### Passage shown
Stats Can: Canada’s highest (and lowest) paying university degrees

The data crunchers at Statistics Canada have just released the latest numbers on how much graduates from various disciplines and degree programs earn on average on the job market. Because of the time involved in gathering the information over a relevant time period and then analyzing the results, this wage report reflects earnings pre-COVID-19.

With a new cohort of students entering higher education this fall – and many more people prolonging their studies as they wait for the economy and job market to start firing on all cylinders again, it can be beneficial to understand how well graduates from specific academic disciplines fared in the labour market prior to the pandemic.

The earnings by degree report reveal a number of interesting findings. For example, the highest earners among bachelor’s degree graduates came from various engineering specialties. Six of the top 10 disciplines among men (and 7 of the top 10 disciplines among women) were in engineering.

High-paying bachelor’s degrees

Mining and mineral engineering graduates ranked first among men with $111,533 in median earnings five years after graduation, and second among women with $89,680.

### Data
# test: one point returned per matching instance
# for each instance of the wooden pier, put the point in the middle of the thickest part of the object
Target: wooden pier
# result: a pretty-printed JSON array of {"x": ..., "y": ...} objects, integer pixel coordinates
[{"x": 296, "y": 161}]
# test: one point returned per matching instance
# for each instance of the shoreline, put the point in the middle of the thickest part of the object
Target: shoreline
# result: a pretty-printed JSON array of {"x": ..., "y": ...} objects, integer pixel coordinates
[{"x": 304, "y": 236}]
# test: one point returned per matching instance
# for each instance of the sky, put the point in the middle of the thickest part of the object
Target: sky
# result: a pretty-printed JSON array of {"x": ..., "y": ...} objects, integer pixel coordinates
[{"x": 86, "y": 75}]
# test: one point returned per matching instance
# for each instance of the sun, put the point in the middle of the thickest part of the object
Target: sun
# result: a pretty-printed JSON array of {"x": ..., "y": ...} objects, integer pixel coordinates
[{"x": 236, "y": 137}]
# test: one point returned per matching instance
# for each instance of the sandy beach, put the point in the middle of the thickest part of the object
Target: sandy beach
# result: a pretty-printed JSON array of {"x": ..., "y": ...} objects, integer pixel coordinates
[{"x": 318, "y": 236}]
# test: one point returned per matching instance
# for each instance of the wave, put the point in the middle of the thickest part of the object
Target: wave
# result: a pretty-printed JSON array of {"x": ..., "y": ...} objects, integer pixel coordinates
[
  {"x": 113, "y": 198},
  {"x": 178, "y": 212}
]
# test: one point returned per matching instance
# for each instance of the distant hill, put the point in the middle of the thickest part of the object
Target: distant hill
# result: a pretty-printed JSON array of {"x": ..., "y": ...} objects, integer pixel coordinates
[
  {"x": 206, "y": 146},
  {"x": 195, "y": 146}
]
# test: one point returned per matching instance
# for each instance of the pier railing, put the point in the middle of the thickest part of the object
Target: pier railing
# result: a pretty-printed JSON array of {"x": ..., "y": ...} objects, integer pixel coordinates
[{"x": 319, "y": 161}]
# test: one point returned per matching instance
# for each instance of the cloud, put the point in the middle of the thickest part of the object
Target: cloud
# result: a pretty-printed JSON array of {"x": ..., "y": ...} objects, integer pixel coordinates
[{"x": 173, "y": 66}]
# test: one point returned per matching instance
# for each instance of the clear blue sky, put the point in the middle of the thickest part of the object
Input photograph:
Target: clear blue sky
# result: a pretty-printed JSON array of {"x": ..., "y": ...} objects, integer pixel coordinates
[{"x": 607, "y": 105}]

### What this exercise asks
1 > In the Statistics Canada earnings article, what median earnings did men who graduated in mining and mineral engineering have five years after graduation?
2 > Rewrite the Statistics Canada earnings article starting at "With a new cohort" and stopping after "women with $89,680.". Replace "labour market" with "employment market" everywhere it appears in that span.

### Answers provided
1 > $111,533

2 >
With a new cohort of students entering higher education this fall – and many more people prolonging their studies as they wait for the economy and job market to start firing on all cylinders again, it can be beneficial to understand how well graduates from specific academic disciplines fared in the employment market prior to the pandemic.

The earnings by degree report reveal a number of interesting findings. For example, the highest earners among bachelor’s degree graduates came from various engineering specialties. Six of the top 10 disciplines among men (and 7 of the top 10 disciplines among women) were in engineering.

High-paying bachelor’s degrees

Mining and mineral engineering graduates ranked first among men with $111,533 in median earnings five years after graduation, and second among women with $89,680.